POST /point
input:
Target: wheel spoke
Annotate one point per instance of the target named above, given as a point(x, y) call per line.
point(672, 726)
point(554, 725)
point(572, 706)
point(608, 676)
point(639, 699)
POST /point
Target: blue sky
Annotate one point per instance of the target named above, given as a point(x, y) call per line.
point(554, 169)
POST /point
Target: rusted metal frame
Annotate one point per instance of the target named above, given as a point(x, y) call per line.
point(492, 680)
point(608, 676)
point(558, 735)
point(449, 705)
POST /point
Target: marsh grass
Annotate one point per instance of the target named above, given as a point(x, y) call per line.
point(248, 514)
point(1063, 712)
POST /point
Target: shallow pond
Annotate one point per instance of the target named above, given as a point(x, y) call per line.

--------

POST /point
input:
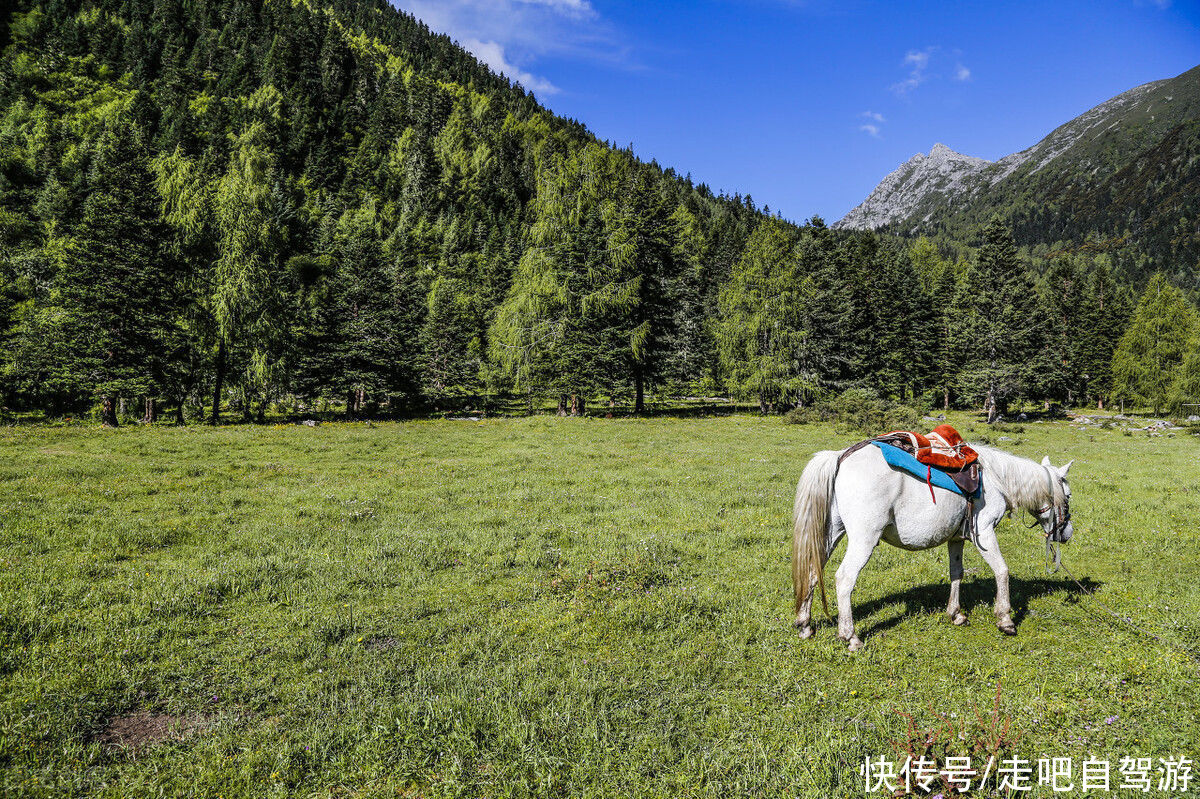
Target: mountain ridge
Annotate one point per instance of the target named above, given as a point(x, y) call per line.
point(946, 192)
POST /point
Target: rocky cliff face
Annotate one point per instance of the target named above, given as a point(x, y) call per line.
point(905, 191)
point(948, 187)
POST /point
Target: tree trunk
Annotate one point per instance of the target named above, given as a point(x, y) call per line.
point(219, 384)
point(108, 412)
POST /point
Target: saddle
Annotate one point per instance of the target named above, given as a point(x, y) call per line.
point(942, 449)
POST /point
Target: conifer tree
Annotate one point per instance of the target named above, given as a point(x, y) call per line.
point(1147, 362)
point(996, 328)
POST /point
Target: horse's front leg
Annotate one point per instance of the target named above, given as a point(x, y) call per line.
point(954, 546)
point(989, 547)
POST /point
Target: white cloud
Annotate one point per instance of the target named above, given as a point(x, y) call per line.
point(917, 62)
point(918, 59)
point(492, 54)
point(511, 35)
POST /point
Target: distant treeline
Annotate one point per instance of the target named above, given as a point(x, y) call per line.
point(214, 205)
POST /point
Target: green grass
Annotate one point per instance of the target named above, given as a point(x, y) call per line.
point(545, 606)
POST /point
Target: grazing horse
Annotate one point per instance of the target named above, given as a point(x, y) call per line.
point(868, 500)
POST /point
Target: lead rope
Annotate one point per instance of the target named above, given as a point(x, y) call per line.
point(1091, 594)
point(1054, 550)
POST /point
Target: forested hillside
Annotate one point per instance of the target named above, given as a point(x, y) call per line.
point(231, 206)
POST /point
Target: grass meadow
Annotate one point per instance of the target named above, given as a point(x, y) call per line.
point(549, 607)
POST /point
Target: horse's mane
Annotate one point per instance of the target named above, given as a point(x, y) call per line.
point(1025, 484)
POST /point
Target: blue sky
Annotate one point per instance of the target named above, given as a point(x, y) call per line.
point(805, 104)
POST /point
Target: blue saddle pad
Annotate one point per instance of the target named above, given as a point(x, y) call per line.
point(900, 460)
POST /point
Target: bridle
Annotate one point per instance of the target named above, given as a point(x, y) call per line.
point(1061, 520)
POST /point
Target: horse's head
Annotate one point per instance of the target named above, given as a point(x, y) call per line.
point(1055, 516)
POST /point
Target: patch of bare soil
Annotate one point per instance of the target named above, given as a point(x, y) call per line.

--------

▶ **DIRECTION**: Pick out every line of the entries above that contains the string "horse". Case counts.

▶ **THE REPLY**:
Target: horse's front leg
Target: grazing horse
Target: horse's mane
Target: horse's head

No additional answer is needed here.